### Your instructions
Lay out the material below as a Markdown table with the columns "Number" and "Text", numbering each line in order and leaving out blank lines. Include only the line that contains "Question. Mark every instance of the tower" through the line that contains "x=171 y=101", both of those lines included.

### Provided information
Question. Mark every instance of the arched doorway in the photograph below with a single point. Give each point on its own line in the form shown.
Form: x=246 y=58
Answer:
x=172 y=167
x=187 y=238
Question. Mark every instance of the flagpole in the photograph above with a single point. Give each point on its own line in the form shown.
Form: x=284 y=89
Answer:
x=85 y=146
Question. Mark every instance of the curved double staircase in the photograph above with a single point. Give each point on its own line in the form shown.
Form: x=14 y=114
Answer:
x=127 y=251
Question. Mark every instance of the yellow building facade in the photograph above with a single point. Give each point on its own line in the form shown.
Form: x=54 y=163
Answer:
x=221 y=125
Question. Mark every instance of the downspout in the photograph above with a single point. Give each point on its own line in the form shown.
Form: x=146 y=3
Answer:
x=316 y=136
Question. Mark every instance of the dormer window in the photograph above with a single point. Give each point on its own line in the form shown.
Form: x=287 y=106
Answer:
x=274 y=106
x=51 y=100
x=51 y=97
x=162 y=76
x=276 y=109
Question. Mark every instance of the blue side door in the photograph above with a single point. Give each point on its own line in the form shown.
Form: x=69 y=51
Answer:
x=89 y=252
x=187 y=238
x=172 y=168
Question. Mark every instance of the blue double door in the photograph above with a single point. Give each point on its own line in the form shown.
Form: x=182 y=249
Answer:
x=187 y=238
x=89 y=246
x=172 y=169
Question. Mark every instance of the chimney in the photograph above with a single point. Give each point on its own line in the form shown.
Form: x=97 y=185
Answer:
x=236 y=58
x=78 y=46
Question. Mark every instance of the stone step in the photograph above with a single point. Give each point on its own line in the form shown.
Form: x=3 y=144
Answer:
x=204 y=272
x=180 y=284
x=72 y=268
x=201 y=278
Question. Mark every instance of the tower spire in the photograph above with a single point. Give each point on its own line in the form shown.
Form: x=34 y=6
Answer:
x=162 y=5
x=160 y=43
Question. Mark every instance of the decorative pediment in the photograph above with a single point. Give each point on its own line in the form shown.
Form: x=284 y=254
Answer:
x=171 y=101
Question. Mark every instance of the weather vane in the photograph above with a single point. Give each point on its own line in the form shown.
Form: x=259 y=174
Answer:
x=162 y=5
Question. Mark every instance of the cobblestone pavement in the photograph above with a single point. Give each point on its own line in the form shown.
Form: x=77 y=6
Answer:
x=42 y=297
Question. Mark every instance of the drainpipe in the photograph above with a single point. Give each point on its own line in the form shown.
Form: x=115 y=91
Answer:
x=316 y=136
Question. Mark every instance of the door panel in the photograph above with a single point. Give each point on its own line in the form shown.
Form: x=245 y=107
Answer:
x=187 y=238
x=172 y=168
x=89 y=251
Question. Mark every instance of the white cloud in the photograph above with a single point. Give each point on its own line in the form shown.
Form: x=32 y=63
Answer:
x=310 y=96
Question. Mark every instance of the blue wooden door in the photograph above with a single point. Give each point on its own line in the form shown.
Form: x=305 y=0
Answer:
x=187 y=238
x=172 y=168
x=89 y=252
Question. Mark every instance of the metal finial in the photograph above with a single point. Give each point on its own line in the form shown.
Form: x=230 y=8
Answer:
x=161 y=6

### Solution for this task
| Number | Text |
|---|---|
| 1 | Question. Mark every instance of the tower spire in the photograph above with a single point. Give each point on its own line in the form shown. |
| 2 | Form: x=34 y=6 |
| 3 | Answer: |
| 4 | x=162 y=5 |
| 5 | x=160 y=43 |
| 6 | Question. Mark every instance of the decorative pediment in the photograph above with a single point. Give each point on its own line in the form shown. |
| 7 | Form: x=284 y=254 |
| 8 | Answer: |
| 9 | x=171 y=101 |